(Natural language region descriptions)
┏━━

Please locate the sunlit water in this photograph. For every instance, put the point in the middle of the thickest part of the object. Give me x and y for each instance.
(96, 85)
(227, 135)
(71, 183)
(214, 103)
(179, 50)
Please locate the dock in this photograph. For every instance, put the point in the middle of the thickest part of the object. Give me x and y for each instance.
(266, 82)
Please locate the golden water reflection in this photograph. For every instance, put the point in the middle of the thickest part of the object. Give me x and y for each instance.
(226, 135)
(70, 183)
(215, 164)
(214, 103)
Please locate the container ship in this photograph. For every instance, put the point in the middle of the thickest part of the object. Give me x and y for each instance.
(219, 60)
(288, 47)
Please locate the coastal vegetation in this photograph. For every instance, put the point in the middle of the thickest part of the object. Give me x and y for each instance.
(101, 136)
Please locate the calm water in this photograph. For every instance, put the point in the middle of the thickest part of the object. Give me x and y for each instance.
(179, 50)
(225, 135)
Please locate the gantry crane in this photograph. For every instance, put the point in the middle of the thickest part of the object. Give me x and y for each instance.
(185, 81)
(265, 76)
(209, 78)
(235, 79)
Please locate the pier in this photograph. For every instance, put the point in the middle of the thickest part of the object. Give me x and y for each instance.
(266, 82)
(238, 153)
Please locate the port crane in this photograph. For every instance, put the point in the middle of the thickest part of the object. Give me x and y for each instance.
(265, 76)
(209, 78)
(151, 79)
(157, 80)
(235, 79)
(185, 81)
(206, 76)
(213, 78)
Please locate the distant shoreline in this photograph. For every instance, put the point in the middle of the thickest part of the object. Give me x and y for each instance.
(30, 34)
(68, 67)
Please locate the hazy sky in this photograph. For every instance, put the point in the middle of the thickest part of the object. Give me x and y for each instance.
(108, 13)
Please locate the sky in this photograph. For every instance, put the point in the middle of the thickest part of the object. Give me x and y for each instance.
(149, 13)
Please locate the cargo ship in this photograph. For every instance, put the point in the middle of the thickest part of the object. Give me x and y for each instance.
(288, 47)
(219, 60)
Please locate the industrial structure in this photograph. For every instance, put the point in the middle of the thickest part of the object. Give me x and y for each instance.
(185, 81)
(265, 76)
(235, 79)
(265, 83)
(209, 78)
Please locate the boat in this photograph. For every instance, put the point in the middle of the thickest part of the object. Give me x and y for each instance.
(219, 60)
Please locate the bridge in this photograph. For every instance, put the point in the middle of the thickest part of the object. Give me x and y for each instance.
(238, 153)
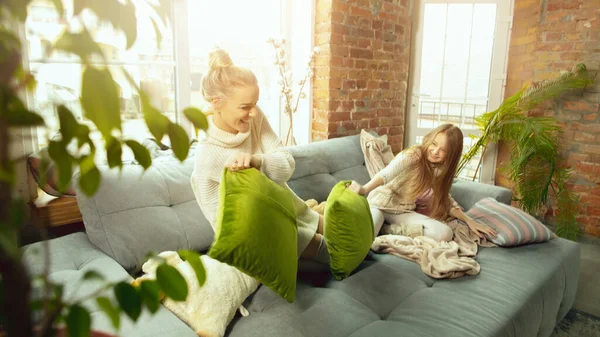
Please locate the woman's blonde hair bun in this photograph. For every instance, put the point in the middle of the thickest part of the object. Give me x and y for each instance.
(219, 58)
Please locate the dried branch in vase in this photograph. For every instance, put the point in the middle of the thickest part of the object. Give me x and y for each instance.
(286, 82)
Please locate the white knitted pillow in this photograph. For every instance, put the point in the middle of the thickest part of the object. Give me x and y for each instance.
(211, 307)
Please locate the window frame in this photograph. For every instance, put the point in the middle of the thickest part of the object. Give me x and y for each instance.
(182, 67)
(504, 17)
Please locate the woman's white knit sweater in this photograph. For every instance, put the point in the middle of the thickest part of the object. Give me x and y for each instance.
(277, 164)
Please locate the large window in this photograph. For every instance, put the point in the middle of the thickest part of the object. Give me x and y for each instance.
(459, 69)
(170, 74)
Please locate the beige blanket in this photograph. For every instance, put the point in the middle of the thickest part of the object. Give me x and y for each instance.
(451, 259)
(437, 259)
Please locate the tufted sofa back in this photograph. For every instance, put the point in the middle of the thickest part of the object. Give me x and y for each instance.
(135, 212)
(320, 165)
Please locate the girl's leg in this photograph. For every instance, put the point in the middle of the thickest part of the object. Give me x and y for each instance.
(316, 250)
(431, 228)
(378, 219)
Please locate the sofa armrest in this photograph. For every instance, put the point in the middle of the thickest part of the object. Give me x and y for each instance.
(467, 193)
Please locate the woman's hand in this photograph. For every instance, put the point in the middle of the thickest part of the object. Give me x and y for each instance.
(481, 230)
(242, 160)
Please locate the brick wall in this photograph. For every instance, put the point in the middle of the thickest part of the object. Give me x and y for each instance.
(362, 71)
(549, 36)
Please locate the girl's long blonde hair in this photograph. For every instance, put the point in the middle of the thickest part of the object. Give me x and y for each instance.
(422, 175)
(223, 76)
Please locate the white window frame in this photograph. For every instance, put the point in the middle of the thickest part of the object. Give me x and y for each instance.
(295, 15)
(498, 70)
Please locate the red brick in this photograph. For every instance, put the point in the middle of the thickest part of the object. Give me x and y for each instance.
(361, 53)
(588, 168)
(593, 211)
(337, 17)
(573, 56)
(349, 63)
(364, 43)
(585, 137)
(552, 36)
(349, 84)
(349, 125)
(339, 116)
(359, 11)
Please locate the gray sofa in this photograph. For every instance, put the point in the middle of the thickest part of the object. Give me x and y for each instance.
(521, 291)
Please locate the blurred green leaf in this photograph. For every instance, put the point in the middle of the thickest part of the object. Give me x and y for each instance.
(68, 123)
(180, 142)
(197, 117)
(59, 7)
(149, 291)
(18, 8)
(9, 240)
(86, 164)
(114, 152)
(58, 290)
(8, 174)
(78, 6)
(93, 275)
(194, 260)
(100, 100)
(142, 156)
(63, 161)
(78, 321)
(83, 136)
(81, 44)
(157, 123)
(110, 310)
(171, 282)
(90, 181)
(25, 78)
(129, 299)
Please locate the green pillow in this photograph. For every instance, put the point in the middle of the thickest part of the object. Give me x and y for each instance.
(256, 230)
(348, 229)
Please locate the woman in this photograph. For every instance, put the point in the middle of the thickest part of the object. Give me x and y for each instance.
(413, 191)
(239, 137)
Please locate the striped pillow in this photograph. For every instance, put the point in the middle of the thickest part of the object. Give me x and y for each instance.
(514, 226)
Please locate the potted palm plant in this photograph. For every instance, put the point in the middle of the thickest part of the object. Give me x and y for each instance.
(535, 166)
(101, 107)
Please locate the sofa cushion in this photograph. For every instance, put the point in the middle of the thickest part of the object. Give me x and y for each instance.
(390, 296)
(73, 255)
(514, 226)
(467, 193)
(320, 165)
(135, 212)
(256, 230)
(348, 229)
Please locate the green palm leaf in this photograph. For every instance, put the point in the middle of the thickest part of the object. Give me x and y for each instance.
(534, 164)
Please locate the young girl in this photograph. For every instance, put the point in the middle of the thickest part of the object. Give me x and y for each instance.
(239, 137)
(413, 191)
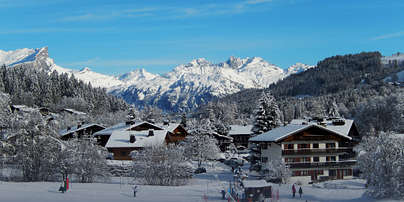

┗━━

Once you find the line that contains "Please locate the gray", give it again along with every later line through the end of the data, word for word, minus the pictures.

Please locate the gray sofa in this photograph. For every instance, put the point in the middle of the thickest part of the object. Give me x and y for each instance.
(521, 291)
Please locate the blurred green leaf in this photograph. For every instance, put the point in the middle of the thickest part of the object. Give me x and y for each instance.
(68, 123)
(180, 142)
(197, 117)
(59, 7)
(149, 291)
(18, 8)
(9, 240)
(86, 164)
(114, 152)
(58, 290)
(8, 174)
(78, 6)
(93, 275)
(194, 260)
(100, 100)
(142, 156)
(63, 161)
(78, 321)
(83, 136)
(81, 44)
(157, 123)
(110, 310)
(171, 282)
(90, 181)
(25, 78)
(129, 299)
Please locate the green pillow in this photograph. For every instance, put the point in the middle of the thickest part of the object. Give me x and y for each instance.
(256, 230)
(348, 229)
Please locate the woman in this photograph. For every instance, put the point in the middle of the thickest part of the object. Give me x and y for each instance.
(413, 191)
(239, 137)
Please locate the striped pillow in this photograph. For every instance, put the point in the middle of the thickest part of the object. Give me x and y for each instance.
(514, 226)
Please locate the potted palm plant in this photograph. For every instance, put the point in the middle of the thickest part of the object. Give me x and y for each instance.
(535, 166)
(101, 107)
Please locate the sofa cushion in this photograph. For every instance, put the point in the middle of the thickest part of the object. Give me x and y for each instance.
(390, 296)
(73, 255)
(514, 226)
(467, 193)
(320, 165)
(135, 212)
(256, 230)
(348, 229)
Please locate the green palm leaf in this photograph. For every instance, put the point in the middle of the thickest part of the object. Give me x and y for each instance.
(534, 164)
Please locate the young girl in this photograph. For every instance, put the point in the middle of the thickest part of the object. Give me x and y for each instance.
(239, 137)
(413, 191)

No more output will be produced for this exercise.